The exercise – Set out every one of the rows below as a Markdown table with two columns, No. for the running number and Line for the text, and skip any blank lines. Leave the pictures out of the table.
** BEGIN **
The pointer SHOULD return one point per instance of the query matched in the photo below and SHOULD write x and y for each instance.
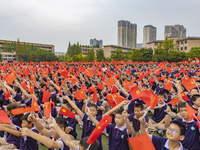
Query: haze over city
(58, 22)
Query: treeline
(26, 52)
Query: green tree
(118, 55)
(100, 55)
(194, 52)
(90, 56)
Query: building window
(186, 48)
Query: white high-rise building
(127, 34)
(149, 34)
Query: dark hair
(14, 106)
(94, 146)
(119, 111)
(44, 78)
(161, 94)
(139, 105)
(181, 127)
(194, 97)
(93, 105)
(67, 103)
(165, 91)
(181, 105)
(1, 102)
(25, 117)
(17, 89)
(62, 123)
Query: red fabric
(103, 123)
(189, 85)
(110, 82)
(80, 94)
(65, 112)
(7, 95)
(45, 97)
(191, 112)
(135, 91)
(141, 142)
(47, 108)
(4, 118)
(11, 78)
(174, 101)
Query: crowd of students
(97, 89)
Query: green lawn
(104, 138)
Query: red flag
(65, 112)
(141, 142)
(23, 84)
(7, 94)
(110, 82)
(103, 123)
(47, 108)
(135, 91)
(168, 85)
(45, 97)
(185, 79)
(74, 80)
(11, 78)
(4, 118)
(32, 88)
(184, 96)
(191, 112)
(190, 85)
(65, 74)
(18, 111)
(80, 94)
(34, 104)
(100, 86)
(88, 73)
(174, 101)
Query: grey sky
(59, 21)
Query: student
(11, 140)
(26, 143)
(134, 117)
(65, 137)
(100, 107)
(71, 123)
(88, 126)
(196, 102)
(175, 133)
(191, 140)
(120, 130)
(54, 143)
(158, 119)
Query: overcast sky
(59, 21)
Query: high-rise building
(127, 34)
(149, 34)
(177, 29)
(94, 42)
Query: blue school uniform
(71, 124)
(159, 114)
(161, 143)
(28, 143)
(117, 137)
(12, 139)
(89, 126)
(135, 122)
(191, 140)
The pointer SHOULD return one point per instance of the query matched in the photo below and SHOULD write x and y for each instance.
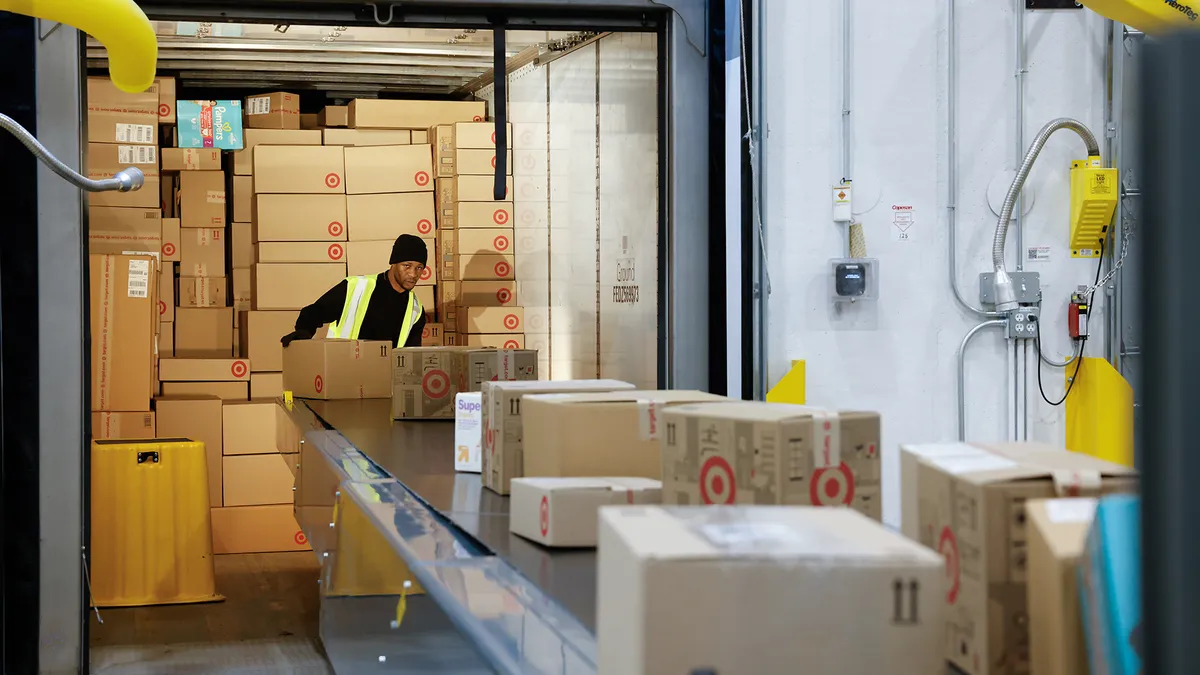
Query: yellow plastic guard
(1093, 199)
(790, 388)
(151, 535)
(1099, 413)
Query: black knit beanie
(409, 249)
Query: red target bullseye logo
(832, 487)
(717, 483)
(948, 547)
(436, 383)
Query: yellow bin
(151, 536)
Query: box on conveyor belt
(719, 590)
(120, 117)
(565, 512)
(600, 434)
(376, 113)
(503, 423)
(124, 324)
(299, 169)
(1057, 537)
(337, 369)
(372, 217)
(971, 508)
(299, 217)
(277, 109)
(115, 231)
(107, 159)
(425, 380)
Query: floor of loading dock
(267, 623)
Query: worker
(379, 306)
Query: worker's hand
(295, 335)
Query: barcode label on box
(135, 133)
(139, 279)
(258, 106)
(137, 154)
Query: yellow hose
(120, 25)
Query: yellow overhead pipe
(1149, 16)
(120, 25)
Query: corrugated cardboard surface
(772, 591)
(610, 434)
(387, 216)
(503, 423)
(741, 453)
(299, 217)
(124, 321)
(337, 369)
(565, 512)
(972, 509)
(293, 286)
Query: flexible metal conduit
(963, 369)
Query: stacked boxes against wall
(479, 298)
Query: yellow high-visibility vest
(358, 297)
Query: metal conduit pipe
(963, 368)
(1006, 296)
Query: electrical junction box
(853, 279)
(1093, 199)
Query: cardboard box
** END **
Correct response –
| No. | Line |
|---|---|
| 1 | The pointer SHOULD return one point per instance of the query matched in the photo below and SHOULD write x and y for each instance. |
| 2 | Query: haze over city |
| 3 | (58, 22) |
| 4 | Query: treeline |
| 5 | (26, 52) |
| 6 | Query: green tree |
| 7 | (118, 55) |
| 8 | (100, 55) |
| 9 | (194, 52) |
| 10 | (90, 56) |
| 11 | Query: building window |
| 12 | (186, 48) |
| 13 | Query: white high-rise building |
| 14 | (127, 34) |
| 15 | (149, 34) |
| 16 | Query: dark hair |
| 17 | (14, 106) |
| 18 | (94, 146) |
| 19 | (119, 111) |
| 20 | (44, 78) |
| 21 | (161, 94) |
| 22 | (139, 105) |
| 23 | (181, 127) |
| 24 | (194, 97) |
| 25 | (93, 105) |
| 26 | (67, 103) |
| 27 | (165, 91) |
| 28 | (181, 105) |
| 29 | (1, 102) |
| 30 | (25, 117) |
| 31 | (17, 89) |
| 32 | (62, 123) |
| 33 | Query: red fabric |
| 34 | (103, 123) |
| 35 | (189, 85) |
| 36 | (110, 82) |
| 37 | (80, 94) |
| 38 | (65, 112) |
| 39 | (7, 95) |
| 40 | (45, 97) |
| 41 | (191, 112) |
| 42 | (135, 91) |
| 43 | (141, 142) |
| 44 | (47, 108) |
| 45 | (4, 118) |
| 46 | (11, 78) |
| 47 | (174, 101) |
| 48 | Query: crowd of students |
| 49 | (97, 89) |
| 50 | Query: green lawn |
| 51 | (104, 138) |
| 52 | Query: red flag |
| 53 | (65, 112) |
| 54 | (141, 142) |
| 55 | (23, 84) |
| 56 | (7, 94) |
| 57 | (110, 82) |
| 58 | (103, 123) |
| 59 | (47, 108) |
| 60 | (135, 91) |
| 61 | (168, 85) |
| 62 | (45, 97) |
| 63 | (185, 79) |
| 64 | (74, 80) |
| 65 | (11, 78) |
| 66 | (4, 118) |
| 67 | (32, 88) |
| 68 | (184, 96) |
| 69 | (191, 112) |
| 70 | (190, 85) |
| 71 | (65, 74) |
| 72 | (18, 111) |
| 73 | (80, 94) |
| 74 | (34, 104) |
| 75 | (100, 86) |
| 76 | (88, 73) |
| 77 | (174, 101) |
| 78 | Query: grey sky |
| 79 | (59, 21) |
| 80 | Query: student |
| 81 | (11, 140) |
| 82 | (26, 143) |
| 83 | (134, 117) |
| 84 | (65, 137) |
| 85 | (100, 107) |
| 86 | (71, 123) |
| 87 | (88, 126) |
| 88 | (196, 102) |
| 89 | (175, 133) |
| 90 | (191, 140) |
| 91 | (120, 130) |
| 92 | (54, 143) |
| 93 | (158, 119) |
| 94 | Query: overcast sky |
| 95 | (59, 21) |
| 96 | Query: high-rise building |
| 97 | (127, 34) |
| 98 | (149, 34) |
| 99 | (177, 29) |
| 100 | (94, 42) |
| 101 | Query: blue school uniform |
| 102 | (71, 124) |
| 103 | (159, 114) |
| 104 | (161, 143) |
| 105 | (28, 143) |
| 106 | (117, 137) |
| 107 | (12, 139) |
| 108 | (89, 126) |
| 109 | (135, 122) |
| 110 | (191, 140) |
| 111 | The pointer SHOULD return one point per instance of the query matched in the photo below and SHOULD write x and y for each instance. |
| 112 | Query: yellow plastic guard |
| 113 | (1093, 199) |
| 114 | (790, 388) |
| 115 | (151, 535) |
| 116 | (1099, 413) |
| 117 | Query: black knit beanie |
| 118 | (409, 249) |
| 119 | Query: red target bullseye logo |
| 120 | (832, 487) |
| 121 | (717, 483) |
| 122 | (948, 547) |
| 123 | (436, 383) |
| 124 | Query: yellow bin |
| 125 | (151, 536) |
| 126 | Query: box on conveyor belt |
| 127 | (719, 590) |
| 128 | (120, 117) |
| 129 | (565, 512) |
| 130 | (600, 434) |
| 131 | (376, 113) |
| 132 | (503, 423) |
| 133 | (124, 324) |
| 134 | (299, 169) |
| 135 | (1057, 537) |
| 136 | (337, 369) |
| 137 | (372, 217) |
| 138 | (971, 508) |
| 139 | (299, 217) |
| 140 | (277, 109) |
| 141 | (115, 231) |
| 142 | (107, 159) |
| 143 | (425, 380) |
| 144 | Query: floor of loading dock |
| 145 | (267, 623) |
| 146 | Query: worker |
| 147 | (379, 306) |
| 148 | Query: worker's hand |
| 149 | (295, 335) |
| 150 | Query: barcode label on box |
| 151 | (135, 133) |
| 152 | (139, 279) |
| 153 | (258, 106) |
| 154 | (137, 154) |
| 155 | Query: yellow hose |
| 156 | (120, 25) |
| 157 | Query: yellow overhead pipe |
| 158 | (1149, 16) |
| 159 | (120, 25) |
| 160 | Query: corrugated cardboard surface |
| 161 | (772, 591) |
| 162 | (610, 434) |
| 163 | (387, 216) |
| 164 | (503, 423) |
| 165 | (741, 453) |
| 166 | (299, 217) |
| 167 | (124, 321) |
| 168 | (337, 369) |
| 169 | (565, 512) |
| 170 | (972, 509) |
| 171 | (293, 286) |
| 172 | Query: flexible metal conduit |
| 173 | (963, 369) |
| 174 | Query: stacked boxes against wall |
| 175 | (479, 298) |
| 176 | Query: yellow high-visibility vest |
| 177 | (358, 297) |
| 178 | Query: metal conduit pipe |
| 179 | (963, 368) |
| 180 | (1006, 296) |
| 181 | Query: electrical junction box |
| 182 | (853, 279) |
| 183 | (1093, 199) |
| 184 | Query: cardboard box |